GIVEN DATA Start Marker

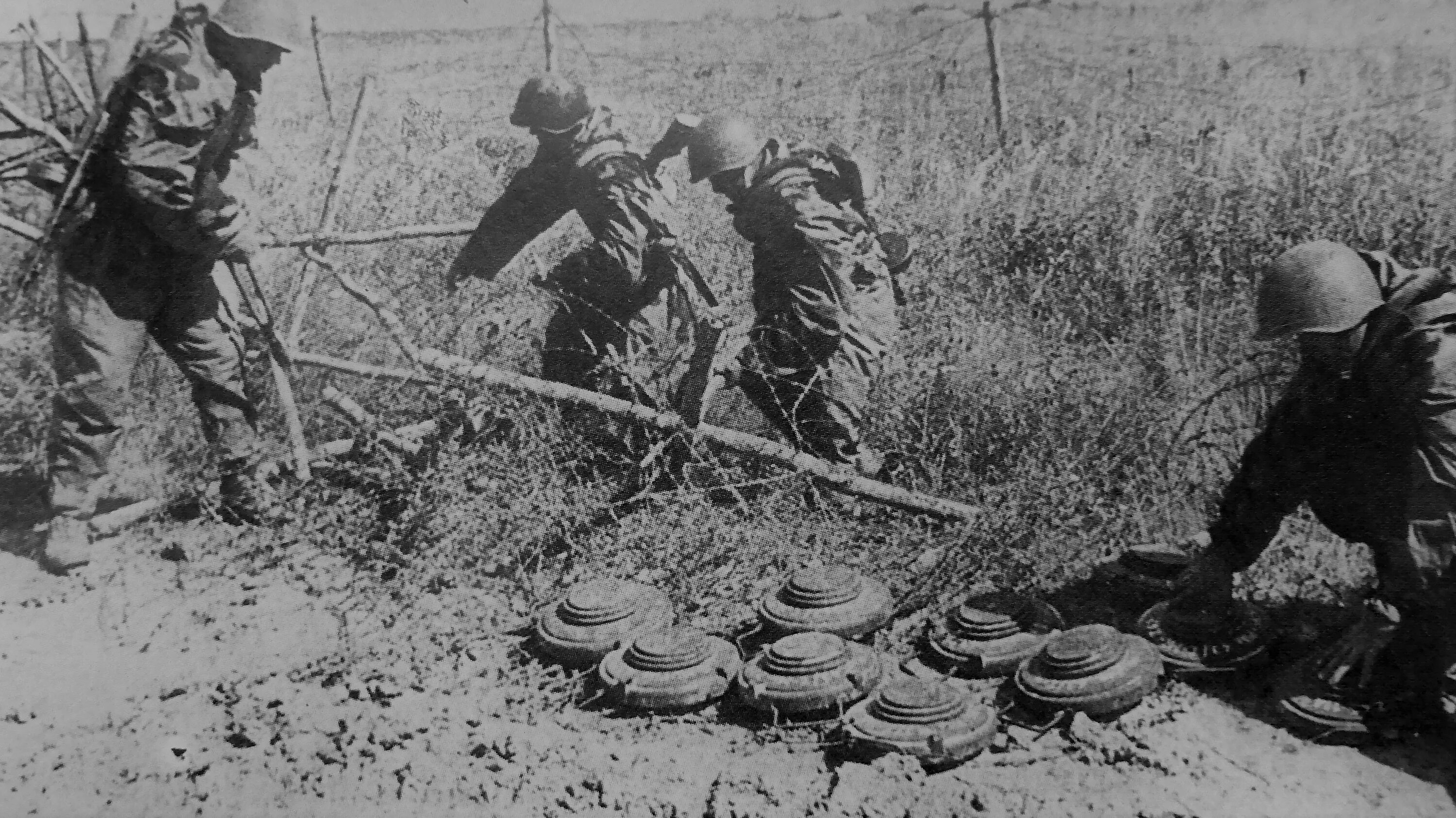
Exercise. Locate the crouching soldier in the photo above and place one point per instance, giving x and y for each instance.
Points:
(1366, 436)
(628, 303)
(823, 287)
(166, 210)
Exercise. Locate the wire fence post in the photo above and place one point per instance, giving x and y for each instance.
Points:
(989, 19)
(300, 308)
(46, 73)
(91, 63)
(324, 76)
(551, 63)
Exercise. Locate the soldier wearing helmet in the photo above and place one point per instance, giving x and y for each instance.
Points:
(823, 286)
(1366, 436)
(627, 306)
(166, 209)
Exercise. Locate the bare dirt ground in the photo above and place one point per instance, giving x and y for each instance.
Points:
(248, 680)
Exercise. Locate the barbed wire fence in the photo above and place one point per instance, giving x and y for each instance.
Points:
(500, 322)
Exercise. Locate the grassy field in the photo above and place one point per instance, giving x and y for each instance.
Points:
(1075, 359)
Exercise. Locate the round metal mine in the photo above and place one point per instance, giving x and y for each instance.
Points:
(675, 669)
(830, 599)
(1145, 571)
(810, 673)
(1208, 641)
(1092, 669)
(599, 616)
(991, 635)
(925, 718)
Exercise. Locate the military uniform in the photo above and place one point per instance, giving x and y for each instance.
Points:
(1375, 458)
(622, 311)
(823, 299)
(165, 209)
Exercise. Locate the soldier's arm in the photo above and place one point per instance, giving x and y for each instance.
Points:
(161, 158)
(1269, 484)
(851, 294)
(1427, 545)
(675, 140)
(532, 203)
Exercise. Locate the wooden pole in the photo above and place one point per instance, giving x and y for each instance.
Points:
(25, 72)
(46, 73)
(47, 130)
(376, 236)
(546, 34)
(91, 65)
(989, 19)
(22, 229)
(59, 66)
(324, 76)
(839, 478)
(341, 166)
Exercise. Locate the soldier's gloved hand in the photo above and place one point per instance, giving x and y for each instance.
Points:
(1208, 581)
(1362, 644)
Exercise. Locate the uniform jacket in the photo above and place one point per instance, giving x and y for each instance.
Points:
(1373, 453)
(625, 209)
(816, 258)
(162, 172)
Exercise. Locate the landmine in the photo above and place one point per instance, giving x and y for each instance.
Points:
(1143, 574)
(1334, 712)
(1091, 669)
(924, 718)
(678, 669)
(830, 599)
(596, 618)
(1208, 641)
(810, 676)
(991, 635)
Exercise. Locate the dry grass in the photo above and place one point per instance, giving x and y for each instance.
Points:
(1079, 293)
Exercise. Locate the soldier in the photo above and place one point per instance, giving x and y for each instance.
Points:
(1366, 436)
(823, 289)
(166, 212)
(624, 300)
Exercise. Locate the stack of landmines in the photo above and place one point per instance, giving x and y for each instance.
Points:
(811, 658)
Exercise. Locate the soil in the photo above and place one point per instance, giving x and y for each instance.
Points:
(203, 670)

GIVEN DATA End Marker

> TASK TO COMPLETE
In the records above, collect each line with "uniform".

> ANSWER TO THIS EXERCISE
Exercise. Locate the military uniform in the photo above and place one point per instance, giving x and y for each instance.
Exercise. Locate the uniform jacket in the photo above and place one point per instance, giving x and y for each instance.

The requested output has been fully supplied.